→ DIRECTIVE 1: Decide whether each statement below agrees with the Listowel and Ballybunion Railway passage, answering yes or no and quoting the words of the passage that decide it. (a) The railway closed permanently in October 1924. (b) The attack on the Lisselton station took place the day after the Ballybunion attack. (c) About 1,700 yards of telegraph wire were cut down between Listowel and Ballybunion.
### SUPPLIED PASSAGE ###
Story from Mark Holan’s Irish American Blog

Civil War Toll on The Lartigue

Mark Holan

Anti-government forces in the Irish Civil War attacked the Listowel and Ballybunion Railway several times in early 1923. Damage to the rolling stock and stations of the 9-mile monorail between the two Kerry towns, and the impracticalities of operating such a unique line in the newly consolidated Irish rail system, forced its permanent closure in October 1924.

Passengers and mail on the LBR had been targeted by Irish republican forces during the Irish War of Independence, 1919-1921. In January 1923, during the civil war, armed men forced the Ballybunion stationmaster to open the line’s office, goods store, and waiting room, which they doused with petrol and paraffin oil and set on fire. Within an hour a similar attack occurred at the Lisselton station, about halfway between the two terminuses.

Such destruction is generally attributed to the IRA forces opposed to the Irish Free State. These “irregulars” also cut down about 1,700 yards of telegraph wire and six poles between Listowel and Ballybunion, matching attacks along other Irish rail routes.
###
→ DIRECTIVE 2: Locate every line in the rows below that contains the word "tree", and copy each of those lines.
### EXERCISE INPUTS ###
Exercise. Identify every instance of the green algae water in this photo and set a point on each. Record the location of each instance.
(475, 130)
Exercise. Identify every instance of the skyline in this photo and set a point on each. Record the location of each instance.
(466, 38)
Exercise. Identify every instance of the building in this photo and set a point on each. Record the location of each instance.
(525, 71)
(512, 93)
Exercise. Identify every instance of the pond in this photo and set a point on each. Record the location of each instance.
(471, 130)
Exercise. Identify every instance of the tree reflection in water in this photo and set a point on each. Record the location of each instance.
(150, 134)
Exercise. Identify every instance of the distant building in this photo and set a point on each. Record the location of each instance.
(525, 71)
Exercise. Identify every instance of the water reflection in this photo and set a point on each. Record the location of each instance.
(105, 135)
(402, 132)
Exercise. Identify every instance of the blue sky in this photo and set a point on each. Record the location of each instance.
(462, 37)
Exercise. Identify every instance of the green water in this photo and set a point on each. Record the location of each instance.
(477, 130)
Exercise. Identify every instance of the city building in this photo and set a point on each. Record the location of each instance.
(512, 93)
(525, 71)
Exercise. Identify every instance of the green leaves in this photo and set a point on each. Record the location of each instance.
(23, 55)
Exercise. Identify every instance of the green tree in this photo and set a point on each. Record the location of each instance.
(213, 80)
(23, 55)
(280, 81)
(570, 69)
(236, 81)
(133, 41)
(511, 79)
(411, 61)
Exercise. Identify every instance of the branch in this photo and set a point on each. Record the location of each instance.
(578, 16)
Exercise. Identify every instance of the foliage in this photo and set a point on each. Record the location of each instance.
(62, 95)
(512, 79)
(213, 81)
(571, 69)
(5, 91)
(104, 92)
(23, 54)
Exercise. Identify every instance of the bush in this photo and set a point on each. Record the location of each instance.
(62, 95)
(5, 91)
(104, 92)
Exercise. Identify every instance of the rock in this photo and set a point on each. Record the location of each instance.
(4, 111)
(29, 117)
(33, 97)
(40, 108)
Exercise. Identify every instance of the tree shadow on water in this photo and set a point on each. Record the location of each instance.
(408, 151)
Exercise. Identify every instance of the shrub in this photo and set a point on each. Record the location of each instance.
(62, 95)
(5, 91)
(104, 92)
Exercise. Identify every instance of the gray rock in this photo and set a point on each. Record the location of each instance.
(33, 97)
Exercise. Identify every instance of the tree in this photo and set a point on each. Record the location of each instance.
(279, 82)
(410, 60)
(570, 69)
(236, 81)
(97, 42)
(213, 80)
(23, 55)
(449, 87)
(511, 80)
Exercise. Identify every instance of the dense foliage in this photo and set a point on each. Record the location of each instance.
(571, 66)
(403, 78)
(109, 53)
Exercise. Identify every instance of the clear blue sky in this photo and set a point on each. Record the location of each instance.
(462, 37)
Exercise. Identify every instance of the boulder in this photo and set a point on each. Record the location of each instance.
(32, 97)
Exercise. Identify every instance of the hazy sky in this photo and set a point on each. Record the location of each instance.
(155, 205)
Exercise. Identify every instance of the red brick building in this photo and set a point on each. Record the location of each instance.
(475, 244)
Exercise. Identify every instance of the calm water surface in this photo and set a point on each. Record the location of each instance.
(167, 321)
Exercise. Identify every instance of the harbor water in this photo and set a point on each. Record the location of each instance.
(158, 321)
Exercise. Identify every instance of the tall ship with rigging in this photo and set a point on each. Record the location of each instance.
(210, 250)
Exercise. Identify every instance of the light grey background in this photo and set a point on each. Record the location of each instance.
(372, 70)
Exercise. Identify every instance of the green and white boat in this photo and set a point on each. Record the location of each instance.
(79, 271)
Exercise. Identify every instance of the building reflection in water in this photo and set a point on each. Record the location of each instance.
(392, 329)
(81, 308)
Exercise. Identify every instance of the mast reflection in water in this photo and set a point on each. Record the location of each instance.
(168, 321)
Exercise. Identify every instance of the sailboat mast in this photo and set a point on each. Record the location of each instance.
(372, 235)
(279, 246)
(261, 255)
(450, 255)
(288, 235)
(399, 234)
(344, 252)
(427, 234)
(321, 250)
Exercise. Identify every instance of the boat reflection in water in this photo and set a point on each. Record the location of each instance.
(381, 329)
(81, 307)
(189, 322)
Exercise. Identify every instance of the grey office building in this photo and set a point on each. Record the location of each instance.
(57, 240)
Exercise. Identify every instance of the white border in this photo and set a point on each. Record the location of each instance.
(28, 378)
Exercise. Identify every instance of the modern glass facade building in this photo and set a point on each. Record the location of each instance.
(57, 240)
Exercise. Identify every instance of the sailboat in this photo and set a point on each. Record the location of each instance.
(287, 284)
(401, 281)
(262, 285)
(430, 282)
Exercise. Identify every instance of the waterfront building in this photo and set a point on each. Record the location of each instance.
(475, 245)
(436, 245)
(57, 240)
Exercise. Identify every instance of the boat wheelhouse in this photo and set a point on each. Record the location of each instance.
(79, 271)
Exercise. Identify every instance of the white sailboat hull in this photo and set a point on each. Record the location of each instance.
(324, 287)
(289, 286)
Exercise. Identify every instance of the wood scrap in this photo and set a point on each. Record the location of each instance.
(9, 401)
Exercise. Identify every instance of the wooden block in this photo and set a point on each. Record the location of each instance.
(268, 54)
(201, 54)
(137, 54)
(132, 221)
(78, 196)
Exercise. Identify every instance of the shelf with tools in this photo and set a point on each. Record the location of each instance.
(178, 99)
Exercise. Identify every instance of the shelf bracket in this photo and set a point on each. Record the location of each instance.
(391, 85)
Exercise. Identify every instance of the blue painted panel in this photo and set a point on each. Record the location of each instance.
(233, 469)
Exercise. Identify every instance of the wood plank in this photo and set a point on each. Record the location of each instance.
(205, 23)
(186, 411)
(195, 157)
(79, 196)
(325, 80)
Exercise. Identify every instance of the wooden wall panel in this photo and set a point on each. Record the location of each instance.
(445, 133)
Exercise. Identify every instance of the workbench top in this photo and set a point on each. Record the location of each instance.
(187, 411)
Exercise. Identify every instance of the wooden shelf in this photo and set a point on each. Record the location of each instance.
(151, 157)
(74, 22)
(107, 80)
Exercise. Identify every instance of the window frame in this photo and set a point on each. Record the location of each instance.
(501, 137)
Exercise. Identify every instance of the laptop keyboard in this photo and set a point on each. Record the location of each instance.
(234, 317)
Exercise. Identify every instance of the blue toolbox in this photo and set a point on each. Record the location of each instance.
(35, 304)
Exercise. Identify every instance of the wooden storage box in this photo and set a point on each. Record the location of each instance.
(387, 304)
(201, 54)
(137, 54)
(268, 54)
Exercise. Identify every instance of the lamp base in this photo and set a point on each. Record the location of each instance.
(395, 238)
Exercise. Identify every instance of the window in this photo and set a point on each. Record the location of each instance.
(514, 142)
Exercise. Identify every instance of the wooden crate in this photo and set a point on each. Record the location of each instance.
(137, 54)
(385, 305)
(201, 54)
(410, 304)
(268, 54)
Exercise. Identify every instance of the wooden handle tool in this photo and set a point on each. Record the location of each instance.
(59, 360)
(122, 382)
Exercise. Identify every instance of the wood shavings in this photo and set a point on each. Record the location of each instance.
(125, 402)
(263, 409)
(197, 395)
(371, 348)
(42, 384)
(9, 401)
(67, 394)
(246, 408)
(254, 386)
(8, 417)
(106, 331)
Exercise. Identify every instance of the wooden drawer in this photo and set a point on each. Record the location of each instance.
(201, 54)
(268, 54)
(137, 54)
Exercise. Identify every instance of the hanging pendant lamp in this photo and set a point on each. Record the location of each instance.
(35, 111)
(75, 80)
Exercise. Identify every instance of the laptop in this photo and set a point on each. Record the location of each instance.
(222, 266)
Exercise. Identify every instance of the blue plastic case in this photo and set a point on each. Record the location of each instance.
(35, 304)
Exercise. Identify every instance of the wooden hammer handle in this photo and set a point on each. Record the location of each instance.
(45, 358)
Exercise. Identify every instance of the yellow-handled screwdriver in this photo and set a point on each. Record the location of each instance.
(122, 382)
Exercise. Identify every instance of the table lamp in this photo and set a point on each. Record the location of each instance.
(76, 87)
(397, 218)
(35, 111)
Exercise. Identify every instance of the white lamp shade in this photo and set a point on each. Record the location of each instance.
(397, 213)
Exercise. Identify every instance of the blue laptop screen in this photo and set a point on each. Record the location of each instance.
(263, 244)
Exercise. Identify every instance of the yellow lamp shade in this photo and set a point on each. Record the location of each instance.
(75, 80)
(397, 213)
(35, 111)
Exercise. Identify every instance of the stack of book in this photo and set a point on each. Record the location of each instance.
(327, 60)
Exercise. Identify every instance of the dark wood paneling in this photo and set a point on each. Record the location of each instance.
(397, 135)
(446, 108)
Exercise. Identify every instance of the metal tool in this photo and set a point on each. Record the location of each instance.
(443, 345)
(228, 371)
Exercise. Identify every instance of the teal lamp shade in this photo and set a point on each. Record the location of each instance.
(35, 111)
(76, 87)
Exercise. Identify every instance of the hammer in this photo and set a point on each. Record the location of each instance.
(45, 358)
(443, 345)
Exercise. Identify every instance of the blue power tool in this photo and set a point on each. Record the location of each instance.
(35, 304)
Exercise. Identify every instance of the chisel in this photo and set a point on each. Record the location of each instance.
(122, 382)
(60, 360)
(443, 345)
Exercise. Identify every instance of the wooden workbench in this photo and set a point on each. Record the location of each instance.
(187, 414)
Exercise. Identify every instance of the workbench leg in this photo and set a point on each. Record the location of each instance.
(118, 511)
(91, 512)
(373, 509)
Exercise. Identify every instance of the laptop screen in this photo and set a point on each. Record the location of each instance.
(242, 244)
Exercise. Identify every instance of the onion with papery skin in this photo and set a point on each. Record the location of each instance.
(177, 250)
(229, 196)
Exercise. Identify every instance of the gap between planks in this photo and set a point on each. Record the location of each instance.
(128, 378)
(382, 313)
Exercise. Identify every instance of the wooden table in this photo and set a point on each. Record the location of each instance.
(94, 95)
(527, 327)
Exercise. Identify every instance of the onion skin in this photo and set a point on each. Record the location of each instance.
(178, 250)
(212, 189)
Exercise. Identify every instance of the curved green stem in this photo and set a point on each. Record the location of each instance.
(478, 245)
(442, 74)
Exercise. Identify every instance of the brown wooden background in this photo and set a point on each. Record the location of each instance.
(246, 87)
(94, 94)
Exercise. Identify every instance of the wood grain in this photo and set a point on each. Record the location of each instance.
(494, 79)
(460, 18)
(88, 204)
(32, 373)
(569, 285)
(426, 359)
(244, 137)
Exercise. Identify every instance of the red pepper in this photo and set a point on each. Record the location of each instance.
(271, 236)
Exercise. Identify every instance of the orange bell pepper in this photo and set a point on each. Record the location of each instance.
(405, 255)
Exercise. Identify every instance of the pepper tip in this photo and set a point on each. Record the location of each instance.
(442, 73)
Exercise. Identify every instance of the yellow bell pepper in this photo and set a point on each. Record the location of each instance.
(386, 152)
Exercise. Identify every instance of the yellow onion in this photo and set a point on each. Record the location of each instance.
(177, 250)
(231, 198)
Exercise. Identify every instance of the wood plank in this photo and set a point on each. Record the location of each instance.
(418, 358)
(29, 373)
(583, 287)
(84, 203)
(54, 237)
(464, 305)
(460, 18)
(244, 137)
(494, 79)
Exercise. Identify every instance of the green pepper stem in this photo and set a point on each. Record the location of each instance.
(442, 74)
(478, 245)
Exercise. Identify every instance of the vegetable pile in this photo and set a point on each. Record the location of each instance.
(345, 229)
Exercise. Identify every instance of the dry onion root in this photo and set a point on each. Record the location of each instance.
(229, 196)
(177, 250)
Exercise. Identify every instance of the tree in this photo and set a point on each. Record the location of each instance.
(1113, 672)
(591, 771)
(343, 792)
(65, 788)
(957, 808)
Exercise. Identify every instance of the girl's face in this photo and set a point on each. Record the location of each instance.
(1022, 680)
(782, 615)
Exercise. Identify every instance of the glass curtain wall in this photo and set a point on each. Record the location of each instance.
###
→ FINAL RESULT 1:
(a) Yes: "forced its permanent closure in October 1924."
(b) No: "Within an hour a similar attack occurred at the Lisselton station"
(c) Yes: "These “irregulars” also cut down about 1,700 yards of telegraph wire and six poles between Listowel and Ballybunion"

→ FINAL RESULT 2:
Exercise. Identify every instance of the tree reflection in water in this photo and set a point on each. Record the location of each instance.
Exercise. Identify every instance of the green tree in this photo and set a point on each. Record the location of each instance.
Exercise. Identify every instance of the tree shadow on water in this photo and set a point on each. Record the location of each instance.
Exercise. Identify every instance of the tree in this photo and set a point on each. Record the location of each instance.
Exercise. Identify every instance of the tree in this photo and set a point on each. Record the location of each instance.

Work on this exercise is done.